Document excerpt
^^^^^^^^^^^^^^^^

One route toward new interactions that can form the basis for new relationships? Serving others. I cannot fully explain it, but when you put yourself out there and help others with no agenda, the benefits you receive can alter your outlook, and the brain chemistry that underlies it. Having a sense of purpose increases well-being and offers challenges, goal attainment, growth. There is something straightforward about making a difference in the lives of others. It can bring big benefits for your mental outlook on life.

[Related: Burnout: How to recognize it's stoking and steer yourself toward greener pastures

Physical exercise can also help, and if you have been using food or other substances to cope, it will get you back on the right track to healthy living.

Chronic stress doesn’t always come from the job, though. Personal relationships can take a toll, and overwhelming feelings of failure dog us, especially OTR and away from home when anchor relationships begin to spiral out of control. Non-work burnout can then filter into your career and increase the stress you face on the road, particularly if you blame yourself or the job for the relationship challenges.

^^^^^^^^^^^^^^^^

Dataset excerpts
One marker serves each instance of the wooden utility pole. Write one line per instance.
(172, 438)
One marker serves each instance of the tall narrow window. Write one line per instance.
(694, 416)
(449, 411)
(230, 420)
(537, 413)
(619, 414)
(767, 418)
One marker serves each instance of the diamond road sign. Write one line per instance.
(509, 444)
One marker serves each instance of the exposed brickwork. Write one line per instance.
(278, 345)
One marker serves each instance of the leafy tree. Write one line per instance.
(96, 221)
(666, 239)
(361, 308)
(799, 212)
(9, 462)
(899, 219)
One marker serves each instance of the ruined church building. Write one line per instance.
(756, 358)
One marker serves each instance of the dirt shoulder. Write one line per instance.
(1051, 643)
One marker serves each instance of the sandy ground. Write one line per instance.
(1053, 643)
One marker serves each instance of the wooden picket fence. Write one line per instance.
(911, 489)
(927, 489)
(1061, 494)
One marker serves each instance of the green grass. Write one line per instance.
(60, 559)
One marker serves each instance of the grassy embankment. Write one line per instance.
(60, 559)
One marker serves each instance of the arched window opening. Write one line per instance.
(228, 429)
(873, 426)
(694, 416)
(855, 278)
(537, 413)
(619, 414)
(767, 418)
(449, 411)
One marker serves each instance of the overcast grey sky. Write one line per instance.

^^^^^^^^^^^^^^^^

Parts of the exercise
1 - Reproduce the burnout excerpt from "[Related: Burnout: How to" up to and including "the relationship challenges.".
2 - Carry on the excerpt about burnout and stress on the road from the point where it ends.
None of the material is needed here.

Per-task outputs
1 -
[Related: Burnout: How to recognize it's stoking and steer yourself toward greener pastures

Physical exercise can also help, and if you have been using food or other substances to cope, it will get you back on the right track to healthy living.

Chronic stress doesn’t always come from the job, though. Personal relationships can take a toll, and overwhelming feelings of failure dog us, especially OTR and away from home when anchor relationships begin to spiral out of control. Non-work burnout can then filter into your career and increase the stress you face on the road, particularly if you blame yourself or the job for the relationship challenges.

2 -
On top of that, a lot of us OTR aren’t great at asking for help with mental health. But burnout, if left unaddressed, can leave you with a sense of dread about work and increasing irritability or anger. Neither are good to carry with you on the road piloting 80,000 pounds. A diminishing ability to be patient and have compassion or empathy for others generates an uncaring attitude, also known as compassion fatigue.

But you don’t have to feel alone. Data suggests more than half of the working population in the United States has suffered from burnout at one time or another.

Keep an eye out for opportunities to serve, to help others through it, too. Watching someone you care about or work with struggle with burnout can be difficult, but do what you can to be empathic, offer an ear and be an active listener. Encourage self-care, and, if possible, offer to take some of the burden.

If the person you see struggling is looking back at you in the mirror, don’t be hindered by stigma or stereotypes. Burnout can derail careers and relationships -- your loved ones and the work family, so to speak, will greatly appreciate your efforts to help yourself.